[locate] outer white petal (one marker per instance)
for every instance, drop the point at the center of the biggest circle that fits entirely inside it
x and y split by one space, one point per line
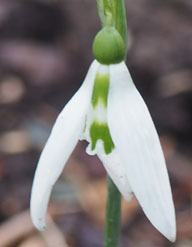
63 139
136 140
115 170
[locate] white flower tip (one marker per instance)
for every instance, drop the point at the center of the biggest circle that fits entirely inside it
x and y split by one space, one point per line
167 227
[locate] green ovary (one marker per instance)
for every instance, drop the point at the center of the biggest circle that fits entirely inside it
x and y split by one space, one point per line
100 131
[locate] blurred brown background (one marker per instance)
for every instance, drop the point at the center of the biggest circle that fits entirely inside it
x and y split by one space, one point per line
45 52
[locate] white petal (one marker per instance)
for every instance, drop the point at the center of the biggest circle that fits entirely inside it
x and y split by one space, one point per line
63 139
115 170
136 140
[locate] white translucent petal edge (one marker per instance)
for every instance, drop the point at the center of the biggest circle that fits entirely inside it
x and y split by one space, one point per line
136 140
115 170
62 141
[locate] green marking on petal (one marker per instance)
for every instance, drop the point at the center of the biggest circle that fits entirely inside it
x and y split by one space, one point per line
100 90
100 131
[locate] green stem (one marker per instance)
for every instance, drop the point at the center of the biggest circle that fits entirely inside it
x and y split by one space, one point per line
119 15
114 9
113 216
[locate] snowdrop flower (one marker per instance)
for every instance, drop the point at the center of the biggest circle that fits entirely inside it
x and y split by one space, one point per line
110 114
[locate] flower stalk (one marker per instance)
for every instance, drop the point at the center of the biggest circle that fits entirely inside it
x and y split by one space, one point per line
113 216
116 10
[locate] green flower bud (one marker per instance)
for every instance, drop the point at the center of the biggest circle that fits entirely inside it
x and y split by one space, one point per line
108 46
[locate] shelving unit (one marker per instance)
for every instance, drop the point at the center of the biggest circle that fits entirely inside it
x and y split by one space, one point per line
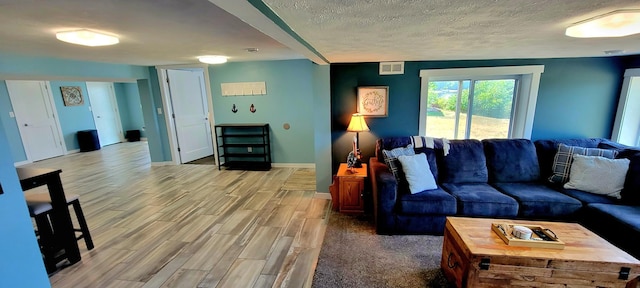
244 146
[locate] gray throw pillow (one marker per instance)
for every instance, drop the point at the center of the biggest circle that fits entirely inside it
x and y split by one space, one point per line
598 175
391 159
564 157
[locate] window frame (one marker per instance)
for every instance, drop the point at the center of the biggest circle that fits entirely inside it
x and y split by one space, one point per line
626 127
524 103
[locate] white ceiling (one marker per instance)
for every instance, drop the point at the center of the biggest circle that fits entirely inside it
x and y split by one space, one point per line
158 32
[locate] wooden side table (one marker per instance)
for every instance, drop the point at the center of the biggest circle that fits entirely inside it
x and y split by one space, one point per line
347 196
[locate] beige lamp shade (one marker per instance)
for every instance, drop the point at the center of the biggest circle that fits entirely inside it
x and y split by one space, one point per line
357 124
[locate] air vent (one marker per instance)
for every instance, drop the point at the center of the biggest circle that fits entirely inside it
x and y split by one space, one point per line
391 68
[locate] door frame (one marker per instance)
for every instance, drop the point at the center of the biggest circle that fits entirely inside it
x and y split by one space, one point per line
168 110
114 102
52 103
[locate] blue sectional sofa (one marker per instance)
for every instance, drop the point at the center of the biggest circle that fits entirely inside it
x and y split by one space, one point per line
502 178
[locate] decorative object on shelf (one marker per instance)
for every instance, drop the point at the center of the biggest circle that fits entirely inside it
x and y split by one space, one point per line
373 101
357 124
71 95
243 146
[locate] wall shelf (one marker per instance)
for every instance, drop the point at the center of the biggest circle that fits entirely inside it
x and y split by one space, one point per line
244 146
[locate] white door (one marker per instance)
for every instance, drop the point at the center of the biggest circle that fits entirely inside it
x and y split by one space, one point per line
105 112
36 116
190 113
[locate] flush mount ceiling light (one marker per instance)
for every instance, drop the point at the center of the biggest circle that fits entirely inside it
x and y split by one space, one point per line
87 38
618 23
213 59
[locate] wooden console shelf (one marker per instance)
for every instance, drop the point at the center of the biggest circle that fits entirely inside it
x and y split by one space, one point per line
244 146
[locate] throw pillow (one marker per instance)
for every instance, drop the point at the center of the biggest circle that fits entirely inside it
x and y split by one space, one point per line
417 172
598 175
391 159
562 161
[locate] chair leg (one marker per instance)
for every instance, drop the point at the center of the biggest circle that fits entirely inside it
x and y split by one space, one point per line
83 224
47 242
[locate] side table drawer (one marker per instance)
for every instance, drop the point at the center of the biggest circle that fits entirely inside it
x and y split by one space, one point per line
351 194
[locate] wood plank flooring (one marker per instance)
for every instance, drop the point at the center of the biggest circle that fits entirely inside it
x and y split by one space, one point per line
190 225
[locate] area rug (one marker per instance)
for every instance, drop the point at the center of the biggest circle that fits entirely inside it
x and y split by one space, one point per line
353 255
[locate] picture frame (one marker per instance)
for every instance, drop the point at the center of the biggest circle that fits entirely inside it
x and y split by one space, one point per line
373 101
72 95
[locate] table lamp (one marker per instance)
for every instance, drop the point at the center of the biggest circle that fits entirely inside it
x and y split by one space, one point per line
357 124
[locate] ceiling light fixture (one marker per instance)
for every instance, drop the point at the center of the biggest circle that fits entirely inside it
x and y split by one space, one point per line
87 38
618 23
213 59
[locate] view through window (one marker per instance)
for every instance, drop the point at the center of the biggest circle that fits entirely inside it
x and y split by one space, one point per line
489 102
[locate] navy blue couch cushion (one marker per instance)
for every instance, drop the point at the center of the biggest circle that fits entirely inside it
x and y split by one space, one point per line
428 202
587 198
511 160
480 199
539 201
631 191
546 150
464 164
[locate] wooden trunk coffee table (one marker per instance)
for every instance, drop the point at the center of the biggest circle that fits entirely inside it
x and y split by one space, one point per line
474 256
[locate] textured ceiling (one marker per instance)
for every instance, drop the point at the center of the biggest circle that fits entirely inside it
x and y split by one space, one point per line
379 30
152 32
157 32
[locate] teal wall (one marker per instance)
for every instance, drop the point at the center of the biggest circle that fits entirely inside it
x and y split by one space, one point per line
43 68
322 126
289 99
15 67
156 101
10 125
577 98
130 107
72 118
21 264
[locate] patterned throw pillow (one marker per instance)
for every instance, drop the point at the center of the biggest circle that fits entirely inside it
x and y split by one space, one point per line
391 159
564 157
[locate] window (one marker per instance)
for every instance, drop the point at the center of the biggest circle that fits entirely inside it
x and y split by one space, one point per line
626 129
478 109
479 103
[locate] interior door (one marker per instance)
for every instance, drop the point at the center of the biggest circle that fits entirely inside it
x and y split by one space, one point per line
35 113
190 113
105 112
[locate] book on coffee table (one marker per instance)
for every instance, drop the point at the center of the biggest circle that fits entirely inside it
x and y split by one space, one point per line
540 238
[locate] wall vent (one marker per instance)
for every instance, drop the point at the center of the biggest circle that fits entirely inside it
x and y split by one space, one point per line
391 68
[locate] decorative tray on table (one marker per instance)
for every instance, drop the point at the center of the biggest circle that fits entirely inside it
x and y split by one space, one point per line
540 236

Written problem
Please present all of the material above as a Markdown table with two columns, Row for the line number and Line for its text. Skip blank lines and leave the pictures out.

Answer to this task
| Row | Line |
|---|---|
| 1 | [locate] outer white petal (one marker per instance) |
| 2 | for every instance, drop the point at the center of the biggest circle that fits entirely inside it |
| 3 | x and y split by one space, one point per line |
| 4 | 63 139 |
| 5 | 136 140 |
| 6 | 115 170 |
| 7 | [locate] white flower tip (one marker per instance) |
| 8 | for every instance, drop the point at the center of the biggest circle that fits entirely inside it |
| 9 | x and y split by one space, one point per line |
| 10 | 167 227 |
| 11 | [locate] green ovary (one marker per instance) |
| 12 | for every instance, drop the point at the center of the biggest circle that fits entirely inside it |
| 13 | x and y split by one space, one point per line |
| 14 | 100 131 |
| 15 | [locate] blurred brown background (one marker per instance) |
| 16 | for every instance, drop the point at the center of the biggest circle that fits entirely inside it |
| 17 | x and y split by one space, one point per line |
| 18 | 45 52 |
| 19 | [locate] white petal (one marker per instance) |
| 20 | for every instance, drop the point at the center of the biggest circle that fits entirely inside it |
| 21 | x and y split by one space, one point per line |
| 22 | 63 139 |
| 23 | 115 170 |
| 24 | 136 140 |
| 25 | [locate] white translucent petal edge (one marker per instance) |
| 26 | for every instance, drop the point at the center of the biggest circle that fits entirely inside it |
| 27 | x and y split by one space, one point per line |
| 28 | 136 140 |
| 29 | 115 170 |
| 30 | 62 141 |
| 31 | [locate] green marking on petal (one marker per instance) |
| 32 | for every instance, drop the point at the center of the biggest circle that fits entirely inside it |
| 33 | x and y split by one space, one point per line |
| 34 | 100 90 |
| 35 | 100 131 |
| 36 | [locate] green stem (one marker per instance) |
| 37 | for every instance, drop the point at the center of the biggest circle that fits entirely inside it |
| 38 | x and y split by one space, one point per line |
| 39 | 119 15 |
| 40 | 114 9 |
| 41 | 113 216 |
| 42 | [locate] snowdrop flower (one marker per instance) |
| 43 | for every instance, drop the point at the center of the biggest circle that fits entirely inside it |
| 44 | x and y split by one space, one point per line |
| 45 | 110 114 |
| 46 | [locate] flower stalk (one marker per instance) |
| 47 | for every instance, drop the point at the center of the biggest circle that fits entirely inside it |
| 48 | x and y split by one space, one point per line |
| 49 | 113 216 |
| 50 | 116 10 |
| 51 | [locate] green flower bud (one marker per instance) |
| 52 | for every instance, drop the point at the center of the biggest circle that fits entirely inside it |
| 53 | x and y split by one space, one point per line |
| 54 | 108 46 |
| 55 | [locate] shelving unit (one marker per instance) |
| 56 | for every instance, drop the point at the center of the biggest circle that fits entirely inside it |
| 57 | x and y split by one space, one point per line |
| 58 | 244 146 |
| 59 | [locate] gray throw pillow (one marker per instance) |
| 60 | for every instance, drop the point at the center of the biggest circle that fits entirely inside it |
| 61 | x and y split by one space, one point per line |
| 62 | 598 175 |
| 63 | 391 159 |
| 64 | 564 157 |
| 65 | [locate] window frame (one marker per instance) |
| 66 | for every instance, drop the point at the center of the biggest circle that fits entirely inside it |
| 67 | x and y split by one space, one point per line |
| 68 | 626 127 |
| 69 | 524 103 |
| 70 | [locate] white ceiling (one marker per instance) |
| 71 | for every instance, drop the point at the center of the biggest circle that fits entirely inside it |
| 72 | x and y split by one space, one point per line |
| 73 | 158 32 |
| 74 | [locate] wooden side table (one marker per instance) |
| 75 | for every instance, drop the point at the center of the biggest circle that fits entirely inside it |
| 76 | x and y split by one space, one point per line |
| 77 | 347 196 |
| 78 | [locate] beige lamp shade (one marker per instance) |
| 79 | for every instance, drop the point at the center of the biggest circle that fits entirely inside it |
| 80 | x and y split by one space, one point per line |
| 81 | 357 124 |
| 82 | [locate] air vent (one marker per instance) |
| 83 | for every instance, drop the point at the center of the biggest circle that fits entirely inside it |
| 84 | x and y split by one space, one point per line |
| 85 | 391 68 |
| 86 | [locate] door frame (one marker per instance) |
| 87 | for every instance, drop the point at the center of the biggest circle that fits entirely inside it |
| 88 | x and y split by one space, one point per line |
| 89 | 168 110 |
| 90 | 114 102 |
| 91 | 52 103 |
| 92 | [locate] blue sectional sofa (one marker per instance) |
| 93 | for every instance, drop the point at the center of the biggest circle that fits entirely inside it |
| 94 | x and y split by one space, one point per line |
| 95 | 502 178 |
| 96 | [locate] decorative object on shelf (one marker per instance) |
| 97 | for every instance, drop the point at the center of the biggest circle that fits entirely inside it |
| 98 | x and y split by one space, one point per line |
| 99 | 373 101 |
| 100 | 357 124 |
| 101 | 71 95 |
| 102 | 243 146 |
| 103 | [locate] wall shelf (one marker per instance) |
| 104 | for every instance, drop the point at the center of the biggest circle that fits entirely inside it |
| 105 | x and y split by one space, one point per line |
| 106 | 244 146 |
| 107 | [locate] white door (one marker per instance) |
| 108 | for every instance, drop the point at the center of the biggest circle that fits entirely inside it |
| 109 | x and y split by one space, one point per line |
| 110 | 105 112 |
| 111 | 36 116 |
| 112 | 190 113 |
| 113 | [locate] flush mount ceiling light (one marker per instance) |
| 114 | for every instance, drop the point at the center of the biggest circle that fits entirely inside it |
| 115 | x and y split by one space, one point per line |
| 116 | 87 38 |
| 117 | 618 23 |
| 118 | 213 59 |
| 119 | [locate] wooden console shelf (one marker per instance) |
| 120 | for every instance, drop the point at the center of the biggest circle that fits entirely inside it |
| 121 | x and y split by one space, one point per line |
| 122 | 244 146 |
| 123 | [locate] throw pillow (one marker per instance) |
| 124 | for every instance, drop the point at the center of the biggest circle that fits entirely inside it |
| 125 | x and y split by one space, one point per line |
| 126 | 417 172 |
| 127 | 598 175 |
| 128 | 391 159 |
| 129 | 562 161 |
| 130 | [locate] chair leg (one marker per instance) |
| 131 | for every instance, drop the point at the center of the biggest circle that fits entirely inside it |
| 132 | x and y split by one space, one point per line |
| 133 | 83 224 |
| 134 | 47 242 |
| 135 | [locate] side table drawer (one marker per instance) |
| 136 | for every instance, drop the point at the center of the biggest circle that fits entirely inside it |
| 137 | x and y split by one space, one point per line |
| 138 | 351 194 |
| 139 | [locate] wood plank flooring (one marker per instance) |
| 140 | for every instance, drop the point at the center of the biggest circle that fits entirely inside it |
| 141 | x and y split by one space, one point per line |
| 142 | 190 225 |
| 143 | [locate] area rug (one marker per instance) |
| 144 | for every instance, drop the point at the center of the biggest circle that fits entirely inside it |
| 145 | x and y split by one space, one point per line |
| 146 | 353 255 |
| 147 | [locate] picture frame (one marker per instance) |
| 148 | for every instance, drop the point at the center of the biggest circle that fits entirely inside it |
| 149 | x and y split by one space, one point per line |
| 150 | 373 101 |
| 151 | 72 95 |
| 152 | [locate] table lamp (one marker per instance) |
| 153 | for every instance, drop the point at the center of the biggest circle that fits entirely inside it |
| 154 | x and y split by one space, one point per line |
| 155 | 357 124 |
| 156 | [locate] ceiling light fixture (one marker per instance) |
| 157 | for every instance, drop the point at the center of the biggest circle that fits entirely inside it |
| 158 | x and y split by one space, one point per line |
| 159 | 87 38 |
| 160 | 618 23 |
| 161 | 213 59 |
| 162 | [locate] view through window (one marker per instance) |
| 163 | for every instance, drop the point at the center of the biggest circle that fits entirely inside it |
| 164 | x and y split by one space, one point per line |
| 165 | 489 102 |
| 166 | [locate] navy blue couch cushion (one marker per instance) |
| 167 | for every instance, drop the point at the center of the biggest circle that fits entirely inside it |
| 168 | x and y split by one space, one point per line |
| 169 | 428 202 |
| 170 | 587 198 |
| 171 | 511 160 |
| 172 | 480 199 |
| 173 | 539 201 |
| 174 | 631 191 |
| 175 | 546 150 |
| 176 | 464 164 |
| 177 | [locate] wooden trunk coffee table (one marker per instance) |
| 178 | for every instance, drop the point at the center of the biggest circle that fits entirely inside it |
| 179 | x and y split by one space, one point per line |
| 180 | 474 256 |
| 181 | [locate] textured ceiling (one marker per instance) |
| 182 | for every instance, drop the point at the center of the biggest circle that fits entirely inside it |
| 183 | x and y split by one space, one point per line |
| 184 | 379 30 |
| 185 | 152 32 |
| 186 | 157 32 |
| 187 | [locate] teal wall (one marker per instance) |
| 188 | for every instance, drop the point at the center of the biggest circle that fits entirely inside it |
| 189 | x and y split by one space, one point per line |
| 190 | 43 68 |
| 191 | 322 126 |
| 192 | 289 99 |
| 193 | 15 67 |
| 194 | 156 101 |
| 195 | 10 125 |
| 196 | 577 98 |
| 197 | 130 107 |
| 198 | 72 118 |
| 199 | 21 264 |
| 200 | [locate] patterned throw pillow (one marker per instance) |
| 201 | for every instance, drop the point at the center of the biggest circle that fits entirely inside it |
| 202 | x and y split by one space, one point per line |
| 203 | 391 159 |
| 204 | 564 157 |
| 205 | [locate] window (one marker per instance) |
| 206 | for every instance, drop the point at the center of the biggest circle that fits entirely inside it |
| 207 | x and y split by one space, one point per line |
| 208 | 626 129 |
| 209 | 478 109 |
| 210 | 479 103 |
| 211 | [locate] interior door (one marker per instance) |
| 212 | for every instance, drop the point at the center of the biggest circle that fits entirely inside it |
| 213 | x and y split by one space, one point per line |
| 214 | 35 113 |
| 215 | 190 113 |
| 216 | 105 112 |
| 217 | [locate] book on coffee table (one marker per instance) |
| 218 | for every instance, drop the point at the center of the biggest circle that fits entirely inside it |
| 219 | x and y split by one space, one point per line |
| 220 | 540 238 |
| 221 | [locate] wall vent (one marker per instance) |
| 222 | for every instance, drop the point at the center of the biggest circle that fits entirely inside it |
| 223 | x and y split by one space, one point per line |
| 224 | 391 68 |
| 225 | [locate] decorative tray on table (one marker per instance) |
| 226 | for every instance, drop the point at the center of the biggest circle that fits entirely inside it |
| 227 | x and y split by one space, one point per line |
| 228 | 540 236 |